JOB:
In the records below, find the line containing "In this photo, where can the concrete"; copy exactly that line and all lines after it to the end, and nothing else.

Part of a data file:
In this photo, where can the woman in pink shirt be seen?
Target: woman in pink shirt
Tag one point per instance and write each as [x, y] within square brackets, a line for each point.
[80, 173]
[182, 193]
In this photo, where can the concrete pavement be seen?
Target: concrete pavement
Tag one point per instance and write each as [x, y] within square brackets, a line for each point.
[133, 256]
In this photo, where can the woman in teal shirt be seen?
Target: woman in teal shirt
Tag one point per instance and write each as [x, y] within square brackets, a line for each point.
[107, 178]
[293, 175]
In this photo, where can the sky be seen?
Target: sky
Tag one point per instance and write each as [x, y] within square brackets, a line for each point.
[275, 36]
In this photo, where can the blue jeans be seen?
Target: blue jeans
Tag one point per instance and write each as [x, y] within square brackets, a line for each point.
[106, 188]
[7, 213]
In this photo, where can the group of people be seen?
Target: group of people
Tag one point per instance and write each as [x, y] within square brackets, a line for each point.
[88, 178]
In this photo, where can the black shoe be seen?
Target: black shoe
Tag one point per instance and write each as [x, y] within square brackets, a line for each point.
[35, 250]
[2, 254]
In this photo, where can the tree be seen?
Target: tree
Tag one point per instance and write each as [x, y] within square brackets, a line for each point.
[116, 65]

CORRECT RESPONSE:
In this photo, where can the concrete pavement be seen?
Target: concrete pavement
Tag one point per instance and write each as [x, y] within square brackets, a line for each point.
[133, 256]
In this photo, where can the woman in teal shirt be seen?
Target: woman in teal shirt
Tag one point per instance and write each as [x, y] within square brackets, a line for each point.
[107, 178]
[293, 175]
In this photo, where can the sky be seen?
Target: sky
Tag one point per instance and write each as [x, y] within square brackets, a line for each point.
[275, 36]
In this photo, where can the blue jeans be seen?
Target: blue jeans
Tag one point per instance and write each as [x, y] within square brackets, a line for each point.
[106, 188]
[7, 213]
In this photo, where can the group of people be seen?
Target: group of people
Tag one point per instance and write each as [x, y] within square brackets, a line for each point.
[88, 178]
In this photo, where can the black shoe be seen?
Target: black shoe
Tag one point per instance and write each as [x, y] within square brackets, a line for each point.
[35, 250]
[2, 254]
In this photo, where can the tree be seen?
Target: tree
Tag one point per instance and write each as [x, y] within square brackets, a line for each point.
[116, 65]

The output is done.